SET PROBLEM: Reproduce the records word for word from their first line through the line that contains "(160, 602), (710, 693)", including both of those lines.

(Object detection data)
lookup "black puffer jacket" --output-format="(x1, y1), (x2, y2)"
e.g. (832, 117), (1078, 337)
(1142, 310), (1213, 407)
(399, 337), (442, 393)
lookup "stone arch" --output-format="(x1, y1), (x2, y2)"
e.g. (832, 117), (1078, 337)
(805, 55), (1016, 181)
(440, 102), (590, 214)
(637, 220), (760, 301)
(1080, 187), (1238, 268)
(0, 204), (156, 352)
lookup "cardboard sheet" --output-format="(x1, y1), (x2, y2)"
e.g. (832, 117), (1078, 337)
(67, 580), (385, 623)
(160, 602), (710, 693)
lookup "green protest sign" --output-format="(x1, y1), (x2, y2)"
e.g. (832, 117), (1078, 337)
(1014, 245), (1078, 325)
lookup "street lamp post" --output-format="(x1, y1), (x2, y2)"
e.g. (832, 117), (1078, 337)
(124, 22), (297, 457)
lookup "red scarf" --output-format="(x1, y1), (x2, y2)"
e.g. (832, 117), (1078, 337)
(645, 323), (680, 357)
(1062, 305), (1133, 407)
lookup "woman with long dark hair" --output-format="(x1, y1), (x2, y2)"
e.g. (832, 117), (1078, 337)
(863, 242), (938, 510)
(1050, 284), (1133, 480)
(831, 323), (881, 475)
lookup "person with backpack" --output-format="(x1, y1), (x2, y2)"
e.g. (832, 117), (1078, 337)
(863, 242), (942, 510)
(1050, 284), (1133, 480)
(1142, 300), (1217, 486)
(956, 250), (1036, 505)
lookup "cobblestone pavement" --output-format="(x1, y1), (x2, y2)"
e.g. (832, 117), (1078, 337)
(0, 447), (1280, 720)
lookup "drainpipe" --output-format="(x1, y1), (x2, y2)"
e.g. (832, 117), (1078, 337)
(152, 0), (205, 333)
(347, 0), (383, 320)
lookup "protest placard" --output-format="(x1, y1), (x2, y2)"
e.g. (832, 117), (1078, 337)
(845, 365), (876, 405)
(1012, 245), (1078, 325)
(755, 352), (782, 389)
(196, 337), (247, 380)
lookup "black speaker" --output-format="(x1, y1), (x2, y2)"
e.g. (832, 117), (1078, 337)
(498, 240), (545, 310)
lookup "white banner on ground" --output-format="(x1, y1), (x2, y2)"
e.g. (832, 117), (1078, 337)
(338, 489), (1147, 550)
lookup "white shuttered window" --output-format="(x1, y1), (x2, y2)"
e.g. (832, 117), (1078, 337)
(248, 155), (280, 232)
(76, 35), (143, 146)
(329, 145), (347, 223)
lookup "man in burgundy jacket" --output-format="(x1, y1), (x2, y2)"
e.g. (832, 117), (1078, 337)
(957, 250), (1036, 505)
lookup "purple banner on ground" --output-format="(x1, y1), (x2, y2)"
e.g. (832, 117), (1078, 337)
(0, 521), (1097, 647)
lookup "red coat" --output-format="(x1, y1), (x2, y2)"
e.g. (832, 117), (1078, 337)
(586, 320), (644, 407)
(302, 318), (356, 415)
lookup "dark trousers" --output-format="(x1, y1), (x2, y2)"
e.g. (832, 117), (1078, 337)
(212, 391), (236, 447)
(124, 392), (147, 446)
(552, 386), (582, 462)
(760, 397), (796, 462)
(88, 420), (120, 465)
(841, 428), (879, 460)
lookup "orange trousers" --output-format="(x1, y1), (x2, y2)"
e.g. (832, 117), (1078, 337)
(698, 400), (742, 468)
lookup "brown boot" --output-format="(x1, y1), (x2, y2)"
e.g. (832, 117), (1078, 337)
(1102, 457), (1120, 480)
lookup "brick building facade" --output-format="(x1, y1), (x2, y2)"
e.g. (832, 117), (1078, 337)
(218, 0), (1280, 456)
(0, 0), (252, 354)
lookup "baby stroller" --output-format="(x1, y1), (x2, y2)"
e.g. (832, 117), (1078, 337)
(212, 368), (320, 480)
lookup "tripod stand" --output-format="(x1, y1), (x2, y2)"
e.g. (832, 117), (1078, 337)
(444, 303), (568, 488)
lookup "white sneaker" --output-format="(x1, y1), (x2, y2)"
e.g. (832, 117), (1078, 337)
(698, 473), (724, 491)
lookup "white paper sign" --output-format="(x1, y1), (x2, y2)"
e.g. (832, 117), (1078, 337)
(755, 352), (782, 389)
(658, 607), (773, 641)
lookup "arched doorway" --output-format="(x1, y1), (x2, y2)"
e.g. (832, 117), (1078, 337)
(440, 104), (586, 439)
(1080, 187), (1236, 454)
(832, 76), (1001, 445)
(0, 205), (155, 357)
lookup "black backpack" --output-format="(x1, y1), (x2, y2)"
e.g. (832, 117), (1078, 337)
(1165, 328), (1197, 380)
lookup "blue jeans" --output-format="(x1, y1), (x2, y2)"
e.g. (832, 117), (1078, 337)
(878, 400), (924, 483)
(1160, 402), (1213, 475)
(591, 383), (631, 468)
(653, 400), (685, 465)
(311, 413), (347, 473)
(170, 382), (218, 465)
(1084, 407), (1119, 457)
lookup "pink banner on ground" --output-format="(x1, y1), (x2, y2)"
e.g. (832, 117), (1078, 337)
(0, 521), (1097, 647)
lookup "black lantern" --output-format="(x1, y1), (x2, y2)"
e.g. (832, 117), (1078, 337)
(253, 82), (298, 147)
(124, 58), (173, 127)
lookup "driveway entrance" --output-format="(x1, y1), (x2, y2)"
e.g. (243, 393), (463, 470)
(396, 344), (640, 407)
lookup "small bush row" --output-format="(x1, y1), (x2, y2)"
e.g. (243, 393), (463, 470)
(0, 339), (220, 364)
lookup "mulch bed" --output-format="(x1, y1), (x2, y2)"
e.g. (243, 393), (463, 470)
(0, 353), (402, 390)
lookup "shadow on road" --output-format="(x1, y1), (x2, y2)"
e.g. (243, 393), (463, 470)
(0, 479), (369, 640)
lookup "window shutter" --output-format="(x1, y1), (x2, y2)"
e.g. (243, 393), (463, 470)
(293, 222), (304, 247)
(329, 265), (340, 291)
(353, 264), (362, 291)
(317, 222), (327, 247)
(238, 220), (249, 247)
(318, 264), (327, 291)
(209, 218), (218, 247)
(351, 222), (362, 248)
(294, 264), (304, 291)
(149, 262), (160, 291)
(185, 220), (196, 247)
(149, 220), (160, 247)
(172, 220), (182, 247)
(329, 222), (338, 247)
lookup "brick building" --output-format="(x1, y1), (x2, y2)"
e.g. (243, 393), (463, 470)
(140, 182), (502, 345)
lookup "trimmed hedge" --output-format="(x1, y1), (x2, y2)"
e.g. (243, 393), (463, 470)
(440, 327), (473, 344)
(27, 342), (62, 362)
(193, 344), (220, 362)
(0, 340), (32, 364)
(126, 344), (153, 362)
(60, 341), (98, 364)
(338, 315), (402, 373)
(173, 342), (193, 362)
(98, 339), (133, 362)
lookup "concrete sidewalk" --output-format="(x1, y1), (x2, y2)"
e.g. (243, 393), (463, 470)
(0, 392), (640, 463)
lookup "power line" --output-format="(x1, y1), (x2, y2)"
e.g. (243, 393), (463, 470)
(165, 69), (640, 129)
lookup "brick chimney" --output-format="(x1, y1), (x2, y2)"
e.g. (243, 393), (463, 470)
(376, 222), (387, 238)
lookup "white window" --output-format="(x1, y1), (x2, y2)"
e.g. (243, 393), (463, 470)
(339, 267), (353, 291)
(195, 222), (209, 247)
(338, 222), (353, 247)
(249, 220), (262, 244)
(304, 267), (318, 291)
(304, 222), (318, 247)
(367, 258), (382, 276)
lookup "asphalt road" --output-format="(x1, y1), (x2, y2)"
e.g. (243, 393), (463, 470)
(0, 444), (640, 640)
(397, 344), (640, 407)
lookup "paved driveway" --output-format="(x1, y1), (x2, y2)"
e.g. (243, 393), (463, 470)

FULL RESPONSE:
lookup "black puffer jacket" --output-format="(x1, y1), (x2, y2)"
e.g. (832, 117), (1078, 337)
(1142, 310), (1213, 407)
(399, 337), (442, 393)
lookup "stone arch" --output-format="(x1, y1), (x2, y2)"
e.g. (832, 117), (1078, 337)
(805, 55), (1016, 181)
(440, 102), (590, 214)
(637, 220), (760, 301)
(1080, 187), (1238, 268)
(0, 204), (156, 352)
lookup "cardboard sheet" --output-format="(x1, y1), (x2, y2)"
e.g. (832, 117), (1078, 337)
(67, 580), (385, 623)
(160, 602), (710, 693)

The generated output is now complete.